- Task details -
Extract, exactly as written, all lines of the material below from the line that includes "of the woman's" through its last line.

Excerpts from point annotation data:
━━━

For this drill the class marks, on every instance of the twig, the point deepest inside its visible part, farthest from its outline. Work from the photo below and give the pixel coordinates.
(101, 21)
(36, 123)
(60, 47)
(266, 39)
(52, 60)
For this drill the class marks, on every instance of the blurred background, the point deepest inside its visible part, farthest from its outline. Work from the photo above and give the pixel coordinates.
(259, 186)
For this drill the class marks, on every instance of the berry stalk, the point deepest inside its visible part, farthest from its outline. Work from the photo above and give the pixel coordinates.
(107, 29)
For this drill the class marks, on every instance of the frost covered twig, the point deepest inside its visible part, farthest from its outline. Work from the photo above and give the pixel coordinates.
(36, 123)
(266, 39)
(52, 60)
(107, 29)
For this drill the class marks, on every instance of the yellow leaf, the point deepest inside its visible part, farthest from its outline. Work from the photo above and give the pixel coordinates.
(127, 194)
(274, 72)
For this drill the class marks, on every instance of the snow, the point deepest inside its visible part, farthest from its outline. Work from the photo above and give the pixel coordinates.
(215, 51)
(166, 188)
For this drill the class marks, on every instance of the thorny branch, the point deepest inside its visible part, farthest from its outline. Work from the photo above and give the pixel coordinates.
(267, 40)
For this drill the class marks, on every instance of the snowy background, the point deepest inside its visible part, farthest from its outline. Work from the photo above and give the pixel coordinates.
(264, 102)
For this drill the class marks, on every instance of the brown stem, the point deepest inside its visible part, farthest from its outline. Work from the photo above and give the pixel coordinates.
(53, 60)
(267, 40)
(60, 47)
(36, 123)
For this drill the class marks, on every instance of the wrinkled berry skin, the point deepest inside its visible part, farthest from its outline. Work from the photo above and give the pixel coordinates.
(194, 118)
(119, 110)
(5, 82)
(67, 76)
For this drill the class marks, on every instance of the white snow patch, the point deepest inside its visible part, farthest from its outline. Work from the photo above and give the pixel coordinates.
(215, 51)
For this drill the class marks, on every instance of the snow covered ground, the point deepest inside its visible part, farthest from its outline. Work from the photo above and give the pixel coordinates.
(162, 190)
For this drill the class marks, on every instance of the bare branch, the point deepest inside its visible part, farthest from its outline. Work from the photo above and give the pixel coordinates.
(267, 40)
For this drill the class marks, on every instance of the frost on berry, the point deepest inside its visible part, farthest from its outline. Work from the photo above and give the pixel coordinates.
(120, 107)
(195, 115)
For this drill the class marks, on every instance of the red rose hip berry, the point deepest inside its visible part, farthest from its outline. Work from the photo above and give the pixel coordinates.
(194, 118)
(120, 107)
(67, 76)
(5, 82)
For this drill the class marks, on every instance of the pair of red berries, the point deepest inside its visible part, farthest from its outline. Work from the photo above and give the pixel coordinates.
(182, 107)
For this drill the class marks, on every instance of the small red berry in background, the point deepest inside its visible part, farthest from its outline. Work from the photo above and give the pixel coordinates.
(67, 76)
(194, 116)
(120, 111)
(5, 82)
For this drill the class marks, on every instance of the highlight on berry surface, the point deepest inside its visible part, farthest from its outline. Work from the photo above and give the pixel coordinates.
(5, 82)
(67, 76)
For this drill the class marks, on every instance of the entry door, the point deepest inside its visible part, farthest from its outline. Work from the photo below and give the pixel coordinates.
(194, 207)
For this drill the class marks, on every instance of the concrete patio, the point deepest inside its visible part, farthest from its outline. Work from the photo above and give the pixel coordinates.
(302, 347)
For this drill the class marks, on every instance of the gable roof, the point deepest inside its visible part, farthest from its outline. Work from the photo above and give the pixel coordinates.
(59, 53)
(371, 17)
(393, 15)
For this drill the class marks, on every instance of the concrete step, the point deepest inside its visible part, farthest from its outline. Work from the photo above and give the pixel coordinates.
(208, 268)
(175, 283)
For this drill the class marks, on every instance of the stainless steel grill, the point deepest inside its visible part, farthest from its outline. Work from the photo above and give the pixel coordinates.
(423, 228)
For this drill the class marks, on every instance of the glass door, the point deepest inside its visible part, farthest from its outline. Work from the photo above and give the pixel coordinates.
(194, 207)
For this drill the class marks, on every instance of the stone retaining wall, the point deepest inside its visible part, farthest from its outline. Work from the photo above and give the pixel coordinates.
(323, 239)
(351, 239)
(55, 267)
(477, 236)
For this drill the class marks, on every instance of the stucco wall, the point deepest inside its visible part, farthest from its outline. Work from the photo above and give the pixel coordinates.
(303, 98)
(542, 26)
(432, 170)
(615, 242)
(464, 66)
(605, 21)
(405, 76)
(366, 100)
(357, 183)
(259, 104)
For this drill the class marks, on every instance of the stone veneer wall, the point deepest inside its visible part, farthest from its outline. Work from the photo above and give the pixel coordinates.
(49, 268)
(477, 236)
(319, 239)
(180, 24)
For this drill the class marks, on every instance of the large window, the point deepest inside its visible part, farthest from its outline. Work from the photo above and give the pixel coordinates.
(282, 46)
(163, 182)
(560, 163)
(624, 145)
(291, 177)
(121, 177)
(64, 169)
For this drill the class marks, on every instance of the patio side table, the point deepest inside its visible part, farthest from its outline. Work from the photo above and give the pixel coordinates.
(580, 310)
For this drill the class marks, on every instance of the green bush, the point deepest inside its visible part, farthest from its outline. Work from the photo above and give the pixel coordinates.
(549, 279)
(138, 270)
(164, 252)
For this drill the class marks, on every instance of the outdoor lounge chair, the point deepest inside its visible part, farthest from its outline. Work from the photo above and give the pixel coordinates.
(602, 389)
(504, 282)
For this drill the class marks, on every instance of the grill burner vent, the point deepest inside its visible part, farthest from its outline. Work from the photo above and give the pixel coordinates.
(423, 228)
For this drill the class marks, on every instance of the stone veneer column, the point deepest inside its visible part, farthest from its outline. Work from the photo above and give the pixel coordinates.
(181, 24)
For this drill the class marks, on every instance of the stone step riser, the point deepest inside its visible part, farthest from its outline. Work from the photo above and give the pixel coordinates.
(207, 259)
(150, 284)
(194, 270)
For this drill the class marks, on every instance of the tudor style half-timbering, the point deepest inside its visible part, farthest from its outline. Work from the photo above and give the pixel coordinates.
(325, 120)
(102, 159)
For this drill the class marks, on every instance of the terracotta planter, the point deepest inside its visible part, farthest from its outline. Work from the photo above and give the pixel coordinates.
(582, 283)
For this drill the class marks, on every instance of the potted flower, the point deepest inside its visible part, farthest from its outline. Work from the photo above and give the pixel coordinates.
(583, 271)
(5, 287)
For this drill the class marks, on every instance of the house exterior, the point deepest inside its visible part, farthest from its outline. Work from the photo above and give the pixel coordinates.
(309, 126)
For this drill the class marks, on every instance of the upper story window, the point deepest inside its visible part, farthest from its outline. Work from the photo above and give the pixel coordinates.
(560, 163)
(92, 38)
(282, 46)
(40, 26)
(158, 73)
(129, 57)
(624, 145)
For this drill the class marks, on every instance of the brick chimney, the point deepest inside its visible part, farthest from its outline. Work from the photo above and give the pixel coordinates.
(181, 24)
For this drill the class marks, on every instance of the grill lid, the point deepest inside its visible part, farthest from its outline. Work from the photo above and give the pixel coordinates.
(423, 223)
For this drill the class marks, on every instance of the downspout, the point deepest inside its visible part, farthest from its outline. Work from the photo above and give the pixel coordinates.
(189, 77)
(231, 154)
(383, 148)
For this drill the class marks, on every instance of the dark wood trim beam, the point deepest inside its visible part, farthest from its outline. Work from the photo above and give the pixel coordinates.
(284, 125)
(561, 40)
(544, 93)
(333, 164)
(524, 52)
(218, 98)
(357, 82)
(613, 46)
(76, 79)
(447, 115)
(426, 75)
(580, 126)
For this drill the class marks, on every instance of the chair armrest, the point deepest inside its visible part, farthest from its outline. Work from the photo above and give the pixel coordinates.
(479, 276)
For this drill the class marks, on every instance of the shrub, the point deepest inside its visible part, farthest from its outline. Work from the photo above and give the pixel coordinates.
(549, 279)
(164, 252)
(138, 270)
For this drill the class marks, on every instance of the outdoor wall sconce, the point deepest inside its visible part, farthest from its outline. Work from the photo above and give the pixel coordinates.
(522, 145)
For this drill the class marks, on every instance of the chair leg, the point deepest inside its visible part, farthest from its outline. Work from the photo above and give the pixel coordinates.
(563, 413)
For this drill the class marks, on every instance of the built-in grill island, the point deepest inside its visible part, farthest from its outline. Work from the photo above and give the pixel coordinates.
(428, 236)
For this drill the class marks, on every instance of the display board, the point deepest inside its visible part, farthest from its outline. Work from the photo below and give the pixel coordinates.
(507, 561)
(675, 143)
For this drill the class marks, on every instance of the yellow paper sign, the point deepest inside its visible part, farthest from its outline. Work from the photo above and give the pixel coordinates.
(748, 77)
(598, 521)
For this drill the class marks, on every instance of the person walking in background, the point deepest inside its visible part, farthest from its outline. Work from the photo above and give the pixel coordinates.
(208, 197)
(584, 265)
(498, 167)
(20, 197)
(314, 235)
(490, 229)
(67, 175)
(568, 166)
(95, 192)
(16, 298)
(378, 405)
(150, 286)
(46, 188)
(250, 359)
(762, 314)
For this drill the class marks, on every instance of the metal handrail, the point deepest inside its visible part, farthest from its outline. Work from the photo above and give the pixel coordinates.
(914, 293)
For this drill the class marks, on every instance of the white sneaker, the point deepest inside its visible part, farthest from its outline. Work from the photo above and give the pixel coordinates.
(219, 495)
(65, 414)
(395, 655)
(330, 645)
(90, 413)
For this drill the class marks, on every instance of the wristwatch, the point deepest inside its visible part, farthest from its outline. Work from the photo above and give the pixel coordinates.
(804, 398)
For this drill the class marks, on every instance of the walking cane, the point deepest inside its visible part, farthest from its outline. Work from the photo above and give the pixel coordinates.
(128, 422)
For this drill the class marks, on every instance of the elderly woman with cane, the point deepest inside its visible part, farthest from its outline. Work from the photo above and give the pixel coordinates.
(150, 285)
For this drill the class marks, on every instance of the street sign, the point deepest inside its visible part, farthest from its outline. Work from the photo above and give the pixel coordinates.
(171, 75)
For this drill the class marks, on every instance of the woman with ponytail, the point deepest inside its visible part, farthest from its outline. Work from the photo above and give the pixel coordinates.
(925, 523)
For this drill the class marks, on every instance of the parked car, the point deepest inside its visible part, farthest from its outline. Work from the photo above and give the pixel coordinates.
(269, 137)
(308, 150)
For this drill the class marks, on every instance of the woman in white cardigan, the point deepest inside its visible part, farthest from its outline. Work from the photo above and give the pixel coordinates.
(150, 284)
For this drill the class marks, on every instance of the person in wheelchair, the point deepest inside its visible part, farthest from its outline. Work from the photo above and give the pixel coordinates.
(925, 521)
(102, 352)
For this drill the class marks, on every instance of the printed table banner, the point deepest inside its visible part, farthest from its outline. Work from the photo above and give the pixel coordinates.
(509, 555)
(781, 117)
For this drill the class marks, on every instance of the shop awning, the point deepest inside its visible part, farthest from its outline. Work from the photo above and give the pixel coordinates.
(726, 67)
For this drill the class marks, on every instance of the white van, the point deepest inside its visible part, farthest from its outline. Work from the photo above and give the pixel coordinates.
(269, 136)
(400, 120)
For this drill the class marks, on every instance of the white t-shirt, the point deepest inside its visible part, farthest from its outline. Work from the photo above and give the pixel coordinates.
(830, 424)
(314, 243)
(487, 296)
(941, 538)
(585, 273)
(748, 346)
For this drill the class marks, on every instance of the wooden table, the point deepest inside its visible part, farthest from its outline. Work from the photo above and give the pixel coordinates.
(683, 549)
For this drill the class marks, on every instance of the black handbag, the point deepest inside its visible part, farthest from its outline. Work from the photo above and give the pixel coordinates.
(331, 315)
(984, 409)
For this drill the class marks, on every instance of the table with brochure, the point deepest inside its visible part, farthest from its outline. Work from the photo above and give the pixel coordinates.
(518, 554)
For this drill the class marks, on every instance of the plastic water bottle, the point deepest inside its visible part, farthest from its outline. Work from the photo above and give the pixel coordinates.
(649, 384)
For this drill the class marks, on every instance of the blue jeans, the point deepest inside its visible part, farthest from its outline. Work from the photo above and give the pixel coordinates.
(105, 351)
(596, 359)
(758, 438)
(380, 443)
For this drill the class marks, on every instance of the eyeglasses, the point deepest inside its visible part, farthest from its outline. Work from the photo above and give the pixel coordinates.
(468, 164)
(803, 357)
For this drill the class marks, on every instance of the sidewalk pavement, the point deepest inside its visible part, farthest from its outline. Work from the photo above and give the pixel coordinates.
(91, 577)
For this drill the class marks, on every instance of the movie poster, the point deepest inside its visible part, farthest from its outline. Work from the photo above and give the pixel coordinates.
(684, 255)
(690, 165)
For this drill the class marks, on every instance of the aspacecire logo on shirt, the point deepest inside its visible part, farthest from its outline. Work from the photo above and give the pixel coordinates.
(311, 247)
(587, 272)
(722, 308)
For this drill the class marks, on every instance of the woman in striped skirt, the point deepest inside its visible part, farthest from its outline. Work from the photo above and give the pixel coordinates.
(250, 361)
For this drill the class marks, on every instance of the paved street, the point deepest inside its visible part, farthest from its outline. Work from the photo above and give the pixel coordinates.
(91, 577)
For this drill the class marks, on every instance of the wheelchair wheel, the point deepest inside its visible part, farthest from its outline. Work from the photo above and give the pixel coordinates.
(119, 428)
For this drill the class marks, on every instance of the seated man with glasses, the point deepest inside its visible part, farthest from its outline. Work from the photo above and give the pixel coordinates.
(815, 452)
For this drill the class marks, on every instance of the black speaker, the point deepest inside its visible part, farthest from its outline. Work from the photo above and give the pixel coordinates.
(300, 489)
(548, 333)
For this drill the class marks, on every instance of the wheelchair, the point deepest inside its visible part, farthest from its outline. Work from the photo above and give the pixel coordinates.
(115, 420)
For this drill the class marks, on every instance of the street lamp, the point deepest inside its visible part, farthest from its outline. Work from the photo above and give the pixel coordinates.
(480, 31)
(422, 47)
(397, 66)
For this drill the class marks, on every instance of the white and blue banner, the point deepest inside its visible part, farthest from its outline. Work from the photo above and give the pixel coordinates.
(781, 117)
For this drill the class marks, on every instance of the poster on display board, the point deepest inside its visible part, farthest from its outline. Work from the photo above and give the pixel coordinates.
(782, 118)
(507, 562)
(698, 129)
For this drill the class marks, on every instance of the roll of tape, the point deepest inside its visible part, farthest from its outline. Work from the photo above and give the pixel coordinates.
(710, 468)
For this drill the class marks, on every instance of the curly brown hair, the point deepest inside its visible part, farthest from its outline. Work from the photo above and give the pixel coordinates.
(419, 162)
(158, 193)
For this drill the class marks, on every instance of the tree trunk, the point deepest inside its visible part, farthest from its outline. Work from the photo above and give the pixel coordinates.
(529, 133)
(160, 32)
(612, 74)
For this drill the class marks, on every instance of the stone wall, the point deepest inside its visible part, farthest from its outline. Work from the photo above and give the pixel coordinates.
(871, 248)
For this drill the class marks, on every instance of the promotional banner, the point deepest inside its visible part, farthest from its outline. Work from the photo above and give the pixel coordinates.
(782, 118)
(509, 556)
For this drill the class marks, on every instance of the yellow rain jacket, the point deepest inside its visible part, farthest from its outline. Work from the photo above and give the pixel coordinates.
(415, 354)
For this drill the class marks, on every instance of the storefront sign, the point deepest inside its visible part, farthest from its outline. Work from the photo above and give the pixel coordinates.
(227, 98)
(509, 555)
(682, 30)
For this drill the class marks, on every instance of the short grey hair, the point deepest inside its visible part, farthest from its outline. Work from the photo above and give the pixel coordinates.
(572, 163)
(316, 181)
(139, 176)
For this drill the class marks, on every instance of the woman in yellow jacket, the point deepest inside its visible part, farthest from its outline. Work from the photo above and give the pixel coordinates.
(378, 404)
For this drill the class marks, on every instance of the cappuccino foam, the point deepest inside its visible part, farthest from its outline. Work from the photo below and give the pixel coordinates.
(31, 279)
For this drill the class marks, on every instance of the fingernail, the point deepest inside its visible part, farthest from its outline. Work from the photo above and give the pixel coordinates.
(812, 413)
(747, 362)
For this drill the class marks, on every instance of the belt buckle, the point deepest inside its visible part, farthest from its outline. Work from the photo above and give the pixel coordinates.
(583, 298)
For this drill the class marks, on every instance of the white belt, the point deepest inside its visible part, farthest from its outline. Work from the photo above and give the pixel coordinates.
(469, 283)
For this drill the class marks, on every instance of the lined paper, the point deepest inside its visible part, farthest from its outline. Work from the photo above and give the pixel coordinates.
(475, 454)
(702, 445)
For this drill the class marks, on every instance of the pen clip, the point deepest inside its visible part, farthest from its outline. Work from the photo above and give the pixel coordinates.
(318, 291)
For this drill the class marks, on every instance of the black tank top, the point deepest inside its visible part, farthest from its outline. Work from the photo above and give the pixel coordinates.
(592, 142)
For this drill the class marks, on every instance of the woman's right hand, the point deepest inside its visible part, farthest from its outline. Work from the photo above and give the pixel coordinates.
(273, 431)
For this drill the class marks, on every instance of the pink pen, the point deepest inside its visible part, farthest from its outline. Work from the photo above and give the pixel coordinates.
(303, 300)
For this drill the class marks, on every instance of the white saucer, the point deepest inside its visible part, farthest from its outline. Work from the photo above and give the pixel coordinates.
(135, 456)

━━━

- Answer to the exercise -
For this drill the class marks, on every instance of the woman's right hand, the point deepest inside its visible part, farthest from its outline. Work from the photo above and give the pixel coordinates.
(273, 431)
For this drill the class marks, on every instance of the pink pen, the point deepest inside its visible part, farthest from its outline. Work from the photo above and give the pixel coordinates.
(303, 300)
For this drill the class marks, on every instance of the white saucer, the point deepest inside its visible part, farthest from its outline. Work from the photo above and give the pixel coordinates.
(135, 456)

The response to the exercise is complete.